**Records supplied:**
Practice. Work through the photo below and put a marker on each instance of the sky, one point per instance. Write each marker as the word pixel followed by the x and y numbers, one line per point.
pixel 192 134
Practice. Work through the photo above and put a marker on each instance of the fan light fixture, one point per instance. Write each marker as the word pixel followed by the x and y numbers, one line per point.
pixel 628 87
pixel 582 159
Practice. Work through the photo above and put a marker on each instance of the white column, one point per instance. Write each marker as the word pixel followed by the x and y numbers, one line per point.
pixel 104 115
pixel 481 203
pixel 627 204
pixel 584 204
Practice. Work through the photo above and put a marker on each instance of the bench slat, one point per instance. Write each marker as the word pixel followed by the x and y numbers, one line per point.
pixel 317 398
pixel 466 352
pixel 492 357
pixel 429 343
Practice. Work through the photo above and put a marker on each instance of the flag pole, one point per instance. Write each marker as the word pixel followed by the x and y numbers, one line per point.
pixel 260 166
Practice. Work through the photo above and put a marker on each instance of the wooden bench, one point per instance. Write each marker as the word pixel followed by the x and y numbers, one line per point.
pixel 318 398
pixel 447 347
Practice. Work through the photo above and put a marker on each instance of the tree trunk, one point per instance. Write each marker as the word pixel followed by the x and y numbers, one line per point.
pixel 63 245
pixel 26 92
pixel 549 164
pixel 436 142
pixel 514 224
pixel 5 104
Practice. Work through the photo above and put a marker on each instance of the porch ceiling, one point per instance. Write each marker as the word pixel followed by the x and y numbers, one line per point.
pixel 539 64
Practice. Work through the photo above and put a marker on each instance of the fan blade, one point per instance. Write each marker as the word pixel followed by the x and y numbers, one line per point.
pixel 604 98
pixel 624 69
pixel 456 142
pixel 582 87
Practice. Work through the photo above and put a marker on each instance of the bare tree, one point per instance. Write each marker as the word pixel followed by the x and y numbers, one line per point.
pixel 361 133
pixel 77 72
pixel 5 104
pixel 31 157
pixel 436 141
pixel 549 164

**Given task:** Please reproduce, word for word, the stretch of entries above from the line containing "of the wooden" through the line containing "pixel 447 347", including both of those lines.

**Result:**
Practice. Work through the photo above and put a marker on each instance of the wooden bench, one point per instance. Write each marker as the word pixel followed by the x and y numbers, one line per point.
pixel 318 398
pixel 447 347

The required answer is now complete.